- **What this exercise asks**
#1 Name the theoretical constructs of economics that the resource curse annotation lists in parentheses as adjacent to the resource curse idea.
#2 Carry on the resource curse annotation from the point where it stops.

- **Text segment**
»»
Annotation |
The article expounds the results of the research of the resource curse phenomenon in the
context of the modernization problem. Through the socio-philosophical analysis of the resource
curse idea and other adjacent theoretical constructs of economics (Boserup hypothesis, “Dutch
disease”, “Nigerian disease”), their intersection with the modernization theory is stated. The author
supposes that economic studies of the resource curse that directly touch upon the problem of
interaction between nature and society can be of great theoretical and methodological importance
for philosophical understanding of modernization process, and the phenomenon itself is connected
with fundamental laws of socio-historical development.
The analysis revealed that, though the discussion on the resource curse problem is not finished
in economics, the thesis about negative effects of resource abundance on social development
is rather specified by most scientists than denied. Both the discussion itself and the specifications
allow formulating theoretical positions, important for understanding of what occurs in
resource abundant countries.
««
- **Listed records**
»»
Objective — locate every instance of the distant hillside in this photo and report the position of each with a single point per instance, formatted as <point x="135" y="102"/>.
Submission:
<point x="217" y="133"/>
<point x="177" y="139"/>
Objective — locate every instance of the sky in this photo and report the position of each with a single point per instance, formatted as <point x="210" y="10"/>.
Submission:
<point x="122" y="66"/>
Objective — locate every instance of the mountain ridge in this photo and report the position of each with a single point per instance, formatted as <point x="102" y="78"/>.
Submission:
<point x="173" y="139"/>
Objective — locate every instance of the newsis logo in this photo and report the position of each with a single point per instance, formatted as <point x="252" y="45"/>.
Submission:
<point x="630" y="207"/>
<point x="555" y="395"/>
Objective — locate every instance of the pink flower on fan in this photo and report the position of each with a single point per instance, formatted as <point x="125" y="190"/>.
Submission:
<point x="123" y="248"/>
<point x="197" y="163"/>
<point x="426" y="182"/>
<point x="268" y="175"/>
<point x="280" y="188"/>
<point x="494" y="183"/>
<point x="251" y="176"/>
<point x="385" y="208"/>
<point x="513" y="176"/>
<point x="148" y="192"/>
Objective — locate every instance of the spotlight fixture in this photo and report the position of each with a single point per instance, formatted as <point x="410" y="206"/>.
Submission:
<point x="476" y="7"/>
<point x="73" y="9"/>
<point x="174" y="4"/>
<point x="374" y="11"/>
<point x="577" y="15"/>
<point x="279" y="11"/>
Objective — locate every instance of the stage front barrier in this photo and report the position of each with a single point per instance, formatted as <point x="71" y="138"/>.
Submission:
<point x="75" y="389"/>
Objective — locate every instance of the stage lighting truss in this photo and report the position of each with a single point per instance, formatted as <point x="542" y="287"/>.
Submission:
««
- **Answers in order**
#1
Boserup hypothesis
“Dutch disease”
“Nigerian disease”

#2
It is shown that economic studies cannot resolve a range of contradictions of the resource
curse theory, staying in isolation from historical and socio-philosophical studies. It requires theoretical
and methodological means beyond economic science, bringing in studies of large-scale
socio-historical transformations of long durations as well as socio-philosophical studies that operate
with such concepts as “modernization”, “agrarian society” and “industrial society”. On the other
hand, economic studies of the phenomenon, being the most exact and scientific, are a methodological
reference point for historical and philosophical research.